> Task to carry out
Copy out the data in full and exactly, passing over the pictures.

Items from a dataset
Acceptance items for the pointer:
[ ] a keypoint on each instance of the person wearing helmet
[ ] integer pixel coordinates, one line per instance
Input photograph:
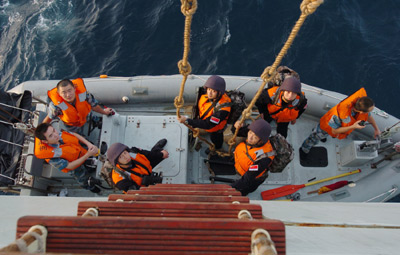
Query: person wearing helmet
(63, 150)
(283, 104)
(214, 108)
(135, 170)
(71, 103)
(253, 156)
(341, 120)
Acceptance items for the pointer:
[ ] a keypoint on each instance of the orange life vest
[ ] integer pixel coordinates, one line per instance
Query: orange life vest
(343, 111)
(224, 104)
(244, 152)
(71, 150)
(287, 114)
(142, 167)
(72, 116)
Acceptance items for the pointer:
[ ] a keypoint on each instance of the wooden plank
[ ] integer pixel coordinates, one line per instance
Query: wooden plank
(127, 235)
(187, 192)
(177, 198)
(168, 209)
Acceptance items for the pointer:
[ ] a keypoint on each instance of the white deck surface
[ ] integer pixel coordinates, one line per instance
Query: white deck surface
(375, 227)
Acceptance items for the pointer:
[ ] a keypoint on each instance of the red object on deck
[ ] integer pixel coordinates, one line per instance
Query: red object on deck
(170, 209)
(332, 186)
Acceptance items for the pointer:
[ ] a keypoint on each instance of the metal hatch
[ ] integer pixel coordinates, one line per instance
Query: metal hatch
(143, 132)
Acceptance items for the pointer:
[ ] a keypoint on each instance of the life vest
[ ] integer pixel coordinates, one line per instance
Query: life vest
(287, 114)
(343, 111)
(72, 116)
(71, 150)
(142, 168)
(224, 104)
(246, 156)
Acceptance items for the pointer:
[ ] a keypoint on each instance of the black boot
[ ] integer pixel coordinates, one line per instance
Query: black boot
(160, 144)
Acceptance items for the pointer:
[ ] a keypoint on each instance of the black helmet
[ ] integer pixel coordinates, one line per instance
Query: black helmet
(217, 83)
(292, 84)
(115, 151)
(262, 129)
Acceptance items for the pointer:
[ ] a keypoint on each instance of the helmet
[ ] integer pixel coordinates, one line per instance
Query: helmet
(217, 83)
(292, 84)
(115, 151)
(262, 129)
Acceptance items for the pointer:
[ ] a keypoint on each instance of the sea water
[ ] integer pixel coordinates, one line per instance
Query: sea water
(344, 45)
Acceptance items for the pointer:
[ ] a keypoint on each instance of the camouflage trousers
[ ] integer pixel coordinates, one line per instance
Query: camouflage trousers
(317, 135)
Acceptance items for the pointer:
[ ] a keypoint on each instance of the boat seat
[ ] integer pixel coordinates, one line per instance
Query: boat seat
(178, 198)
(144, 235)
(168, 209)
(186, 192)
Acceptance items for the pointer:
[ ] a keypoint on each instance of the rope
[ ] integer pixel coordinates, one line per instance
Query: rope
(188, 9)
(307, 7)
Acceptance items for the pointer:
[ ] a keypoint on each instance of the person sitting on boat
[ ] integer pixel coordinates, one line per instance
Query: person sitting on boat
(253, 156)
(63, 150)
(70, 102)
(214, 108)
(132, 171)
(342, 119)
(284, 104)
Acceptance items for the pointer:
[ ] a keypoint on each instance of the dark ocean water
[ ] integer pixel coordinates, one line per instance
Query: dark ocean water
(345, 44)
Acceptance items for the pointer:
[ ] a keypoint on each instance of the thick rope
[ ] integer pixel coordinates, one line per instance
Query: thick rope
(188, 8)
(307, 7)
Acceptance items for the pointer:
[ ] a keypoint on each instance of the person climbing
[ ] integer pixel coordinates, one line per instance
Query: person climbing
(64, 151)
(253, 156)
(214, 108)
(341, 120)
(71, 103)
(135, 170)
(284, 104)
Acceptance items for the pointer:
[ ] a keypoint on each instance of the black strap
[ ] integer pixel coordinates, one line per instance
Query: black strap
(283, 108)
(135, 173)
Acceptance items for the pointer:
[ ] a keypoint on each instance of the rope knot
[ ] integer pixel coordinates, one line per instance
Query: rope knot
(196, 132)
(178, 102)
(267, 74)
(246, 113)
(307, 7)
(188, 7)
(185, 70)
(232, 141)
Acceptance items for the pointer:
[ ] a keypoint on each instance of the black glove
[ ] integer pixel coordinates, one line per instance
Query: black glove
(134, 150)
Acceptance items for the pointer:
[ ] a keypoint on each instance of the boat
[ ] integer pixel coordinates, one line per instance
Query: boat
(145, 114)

> Exercise solution
Acceptance items for the pointer:
[ ] a keypoint on each instance of the person wearing helmet
[ ] integer pixel coordinates, one line per instance
Input photograph:
Query: person wearing helmet
(63, 150)
(283, 104)
(214, 108)
(135, 170)
(71, 103)
(253, 156)
(341, 120)
Acceptance items for the pointer:
[ ] a keypoint on each instance of the orange life vest
[ ] integer pixel coordinates, one line per instance
Query: orange life vest
(343, 111)
(224, 104)
(244, 152)
(71, 150)
(287, 114)
(142, 167)
(72, 116)
Acceptance items for the pointer:
[ ] a keypoint on each instance of the wooden plank
[ ] integer pixel coordinates, one line per instance
Query: wooden plank
(127, 235)
(187, 192)
(177, 198)
(168, 209)
Acceptance items for the pointer:
[ ] a keypoint on each instance of the white deck surface
[ ] integer pixel coordinates, one line per instance
Query: white deck surface
(375, 227)
Acceptance items for the pointer:
[ ] a keypoint on each instance of the red object on deck
[ ] integer pixel coordinates, one line per instance
Query: red object on deck
(170, 209)
(332, 186)
Acceptance items for the pointer:
[ ] a keypoint on each instance of the metal hatch
[ ] integer pixel coordinates, one line per instance
Query: metal hatch
(143, 132)
Acceptance items for the pointer:
[ ] a keypoint on each instance of the life vest
[ ] integer pixel coordinates, one line per instance
Query: life vest
(287, 114)
(343, 111)
(72, 116)
(71, 150)
(142, 168)
(224, 104)
(246, 156)
Acceptance items for the pointer:
[ ] a keypoint on each instance of the black boot
[ ] integer pixel coordinates, one line per instance
Query: black boot
(160, 144)
Acceptance items for the pointer:
[ ] a keypoint on each instance of the black helmet
[ ] integer pixel coordinates, one line per instance
Query: black helmet
(217, 83)
(292, 84)
(115, 151)
(262, 129)
Acceptance items for the pointer:
[ ] a keypoint on each instance of the helmet
[ ] integer pixel coordinates, one line per instance
Query: helmet
(217, 83)
(292, 84)
(115, 151)
(262, 129)
Acceptance items for the pointer:
[ ] a keypoint on each instance of the sea water
[ ] integer pixel coordinates, one line per instance
Query: sea water
(344, 45)
Acceptance items for the pointer:
[ ] a keypoint on each instance of the camouflage trousers
[ ] integer pixel coordinates, one line per instance
Query: camouflage trousers
(317, 135)
Acceptance items for the pointer:
[ ] a keypoint on each instance of the boat seat
[ ] integer pixel coordinates, one line per instance
Query: boat seat
(178, 198)
(144, 235)
(168, 209)
(186, 192)
Acceptance items for the pointer:
[ ] a keypoint on each instance of the rope
[ ] integer pixel coordinates, one line per instance
Query: rope
(188, 9)
(307, 7)
Acceptance items for the pointer:
[ ] a keypoint on each instance of the person sitting on boat
[ ] integer pixel coordinates, one line per instance
Query: person sitting on boat
(253, 156)
(63, 150)
(70, 102)
(214, 108)
(132, 171)
(342, 119)
(284, 104)
Acceptance items for the pointer:
[ ] a keypoint on each instance of the dark ocean water
[ ] integer pixel coordinates, one line per instance
Query: dark ocean water
(345, 44)
Acceptance items for the pointer:
[ ] a keypoint on each instance of the thick rope
[ ] integer pixel coordinates, one line per instance
Query: thick rope
(188, 8)
(307, 7)
Acceptance items for the pointer:
[ ] a keypoint on each instance of the person climbing
[ ] integer pixel coordinates, one line per instance
Query: person climbing
(64, 151)
(253, 156)
(214, 108)
(341, 120)
(71, 103)
(135, 170)
(284, 104)
Acceptance items for the pointer:
[ ] a keypoint on each instance of the black strap
[ ] integer pixel coordinates, one line per instance
Query: black strap
(283, 108)
(135, 173)
Acceptance items for the pointer:
[ ] a keypoint on each instance of the rope knot
[ ] integer pixel coordinates, one line per instance
Query: rope knot
(196, 132)
(178, 102)
(267, 74)
(246, 113)
(307, 7)
(188, 7)
(185, 70)
(232, 141)
Acceptance items for the pointer:
[ ] a keypoint on each instance of the black glove
[ ] integer pixel coordinates, one line per instance
Query: black glove
(134, 150)
Acceptance items for the pointer:
[ ] a keypoint on each instance of the boat
[ ] integer pixel coordinates, one line per instance
Query: boat
(145, 114)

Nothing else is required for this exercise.